**PASSAGE:**
-------
ITEM 2.    IDENTITY AND BACKGROUND

           This Statement is being filed by Rubin Investment Group
("Rubin"), a private investment company organized under the State
of California.  The business address of Rubin is Rubin Investment
Group, 2121 Avenue of the Stars, Suite 101, Los Angeles,
California 90067.

           (a) - (c)  Not applicable.

           (d) During the last five years, the Reporting Person
has not been convicted in a criminal proceeding (excluding
traffic violations or similar misdemeanors).

           (e) During the last five years, the Reporting Person
was not a party to a civil proceeding of a judicial or
administrative body of competent jurisdiction and as a result of
such proceeding was or is subject to a judgment, decree or final
order enjoining future violations of, or prohibiting or mandating
activities subject to, Federal or State securities laws
or finding any violation with respect to such laws.

           (f) Not applicable.

ITEM 3.    SOURCE AND AMOUNT OF FUNDS OR OTHER CONSIDERAT8ION

           The Reporting Person used personal funds in the amount
of $630,000 to purchase the Common Stock.  No part of the
purchase price was borrowed.

ITEM 4.    PURPOSE OF TRANSACTION

           The Common Stock received by the Reporting Person is
intended by the Reporting Person to be held solely for investment
purposes and for resale to the public through an effective
registration statement under the Securities Act of 1933.  Except
for the transactions involving the Common Stock reported in Item
5(c) herein, and except for the expectation that the Reporting
Person may from time to time sell shares of Common Stock
(depending upon market conditions, availability or need of funds,
and other factors personal to such Reporting Person), the
Reporting Person does not have any present plans or proposals
with respect to the Issuer that relate to or could result in the
occurrence of any of the following events:


                               -4-


(a)  The acquisition by any person of additional securities of
     the Issuer, or the disposition of additional securities of
     the Issuer;

(b)  An extraordinary corporate transaction, such as a merger,
     reorganization or liquidation, involving the Issuer or any
     of its subsidiaries;

(c)  A sale or transfer of a material amount of assets of the
     Issuer or any of its subsidiaries;

(d)  Any change in the present board of directors or management
     of the Issuer, including any plans or proposals to change
     the number or term of directors to fill any existing
     vacancies on the board;

(e)  Any material change in the present capitalization or
     dividend policy of the Issuer;

(f)  Any other material change in the Issuer's business or
     corporate structure;

(g)  Changes in the Issuer's charter, by-laws or instruments
     corresponding thereto or other actions which may impede the
     acquisition of control of the Issuer by any person;

(h)  Causing a class of securities of the Issuer to be delisted
     from a national securities exchange or to cease to be
     authorized to be quoted in an inter-dealer quotation system
     of a registered national securities association;

(i)  A class of equity securities of the Issuer becoming eligible
     for termination of registration pursuant to Section 12(g)(4)
-------
**RECORDS SUPPLIED:**
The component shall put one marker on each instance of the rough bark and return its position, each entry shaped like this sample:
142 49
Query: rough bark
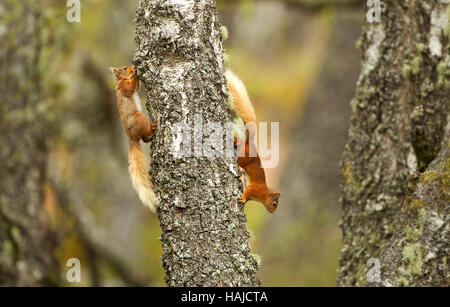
399 118
26 243
179 59
418 254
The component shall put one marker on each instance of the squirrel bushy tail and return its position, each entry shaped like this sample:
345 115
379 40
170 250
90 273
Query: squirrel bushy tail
242 103
140 177
257 188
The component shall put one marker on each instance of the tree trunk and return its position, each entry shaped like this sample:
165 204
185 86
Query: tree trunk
399 118
26 243
179 59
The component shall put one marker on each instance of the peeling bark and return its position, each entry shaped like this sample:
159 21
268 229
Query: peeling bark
399 118
179 60
26 242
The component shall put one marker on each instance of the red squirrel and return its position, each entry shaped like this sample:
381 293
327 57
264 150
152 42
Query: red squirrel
137 128
257 189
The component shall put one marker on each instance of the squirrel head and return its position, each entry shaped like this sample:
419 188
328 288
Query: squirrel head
271 202
126 80
124 72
-------
**INSTRUCTIONS TO FOLLOW:**
According to the filing, how much in personal funds did the Reporting Person spend to purchase the Common Stock?

**SOLUTION:**
$630,000